> GESTELLTE AUFGABE
Geben Sie den Text über die Großbaustelle in Bad Vilbel vollständig und wortgetreu aus.

> ZITIERTER TEXT
════════

Sowohl von der Kasseler Straße als auch vom Schwarzen Weg her und erst Recht aus dem Kurpark heraus blicken die Bad Vilbeler und die Besucher der Stadt derzeit auf eine Großbaustelle. Dort wird bekanntlich die neue Stadthalle gebaut und zeitgleich das Kurhaus komplett saniert. Die neue Veranstaltungshalle ist mächtig in die Höhe gewachsen, von zwei Seiten her reckt sich ein gewaltiger Betonkörper in die Höhe. Aber demnächst soll alles gefälliger aussehen, denn die neuen Fassadenplatten für die Halle sind schon ausgesucht.
Gleich daneben haben die Bad Vilbeler Stadtwerke, die Bauherrin für die beiden Gebäude sind, eine andere Entscheidung längst getroffen. Die nämlich für die Fenster, die in dem für die Bad Vilbeler so wichtigen und mit vielen Emotionen verbundenen ehemaligen Volkshaus eingebaut werden. Denn die ersten Exemplare, zur Kurparkseite hin, sind schon montiert worden.

════════

> AUFGEFÜHRTE EINTRÄGE
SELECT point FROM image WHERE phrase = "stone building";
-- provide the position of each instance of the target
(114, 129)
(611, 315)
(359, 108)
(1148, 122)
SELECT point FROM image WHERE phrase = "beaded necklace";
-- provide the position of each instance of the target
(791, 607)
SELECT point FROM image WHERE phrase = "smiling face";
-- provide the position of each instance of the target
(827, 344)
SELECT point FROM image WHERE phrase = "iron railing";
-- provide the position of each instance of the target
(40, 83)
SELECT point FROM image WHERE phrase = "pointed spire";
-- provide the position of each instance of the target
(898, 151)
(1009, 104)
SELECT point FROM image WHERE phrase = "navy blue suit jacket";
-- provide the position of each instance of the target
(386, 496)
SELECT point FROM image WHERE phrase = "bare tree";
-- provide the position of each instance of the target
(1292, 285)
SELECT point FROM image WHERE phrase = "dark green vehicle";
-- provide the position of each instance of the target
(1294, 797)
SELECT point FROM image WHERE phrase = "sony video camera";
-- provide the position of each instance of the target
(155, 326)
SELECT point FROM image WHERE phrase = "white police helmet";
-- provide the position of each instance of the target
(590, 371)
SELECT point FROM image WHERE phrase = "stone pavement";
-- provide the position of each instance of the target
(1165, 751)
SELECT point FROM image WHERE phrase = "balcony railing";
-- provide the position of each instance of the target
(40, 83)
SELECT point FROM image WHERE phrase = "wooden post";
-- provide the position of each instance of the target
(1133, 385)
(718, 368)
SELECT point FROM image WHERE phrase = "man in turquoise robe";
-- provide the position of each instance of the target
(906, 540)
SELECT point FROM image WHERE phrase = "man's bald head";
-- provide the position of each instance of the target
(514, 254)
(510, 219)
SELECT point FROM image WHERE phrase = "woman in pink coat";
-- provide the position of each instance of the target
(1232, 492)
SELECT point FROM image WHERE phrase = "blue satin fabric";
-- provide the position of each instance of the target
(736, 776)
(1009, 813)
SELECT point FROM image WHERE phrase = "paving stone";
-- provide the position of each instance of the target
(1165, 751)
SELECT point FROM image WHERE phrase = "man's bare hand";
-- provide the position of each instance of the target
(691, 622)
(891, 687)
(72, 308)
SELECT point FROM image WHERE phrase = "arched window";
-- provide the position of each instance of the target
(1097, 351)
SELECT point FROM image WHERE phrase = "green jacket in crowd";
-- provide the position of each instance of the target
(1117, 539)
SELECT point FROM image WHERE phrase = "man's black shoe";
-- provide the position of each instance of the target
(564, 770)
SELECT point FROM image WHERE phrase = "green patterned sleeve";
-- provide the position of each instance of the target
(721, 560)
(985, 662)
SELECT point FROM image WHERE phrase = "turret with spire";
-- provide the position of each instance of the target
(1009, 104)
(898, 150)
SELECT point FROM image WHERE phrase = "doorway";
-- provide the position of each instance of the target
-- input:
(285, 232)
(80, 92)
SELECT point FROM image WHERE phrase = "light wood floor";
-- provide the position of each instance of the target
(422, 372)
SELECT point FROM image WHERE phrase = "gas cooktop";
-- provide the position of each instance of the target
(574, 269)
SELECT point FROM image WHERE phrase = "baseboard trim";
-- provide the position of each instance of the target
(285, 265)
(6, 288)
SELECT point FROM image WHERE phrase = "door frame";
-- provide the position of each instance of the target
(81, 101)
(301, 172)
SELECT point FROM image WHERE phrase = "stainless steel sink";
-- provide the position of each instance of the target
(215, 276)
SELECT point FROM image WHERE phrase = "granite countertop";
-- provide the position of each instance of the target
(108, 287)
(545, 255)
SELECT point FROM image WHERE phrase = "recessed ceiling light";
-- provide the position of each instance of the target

════════

> LÖSUNG DER AUFGABE
Sowohl von der Kasseler Straße als auch vom Schwarzen Weg her und erst Recht aus dem Kurpark heraus blicken die Bad Vilbeler und die Besucher der Stadt derzeit auf eine Großbaustelle. Dort wird bekanntlich die neue Stadthalle gebaut und zeitgleich das Kurhaus komplett saniert. Die neue Veranstaltungshalle ist mächtig in die Höhe gewachsen, von zwei Seiten her reckt sich ein gewaltiger Betonkörper in die Höhe. Aber demnächst soll alles gefälliger aussehen, denn die neuen Fassadenplatten für die Halle sind schon ausgesucht.
Gleich daneben haben die Bad Vilbeler Stadtwerke, die Bauherrin für die beiden Gebäude sind, eine andere Entscheidung längst getroffen. Die nämlich für die Fenster, die in dem für die Bad Vilbeler so wichtigen und mit vielen Emotionen verbundenen ehemaligen Volkshaus eingebaut werden. Denn die ersten Exemplare, zur Kurparkseite hin, sind schon montiert worden.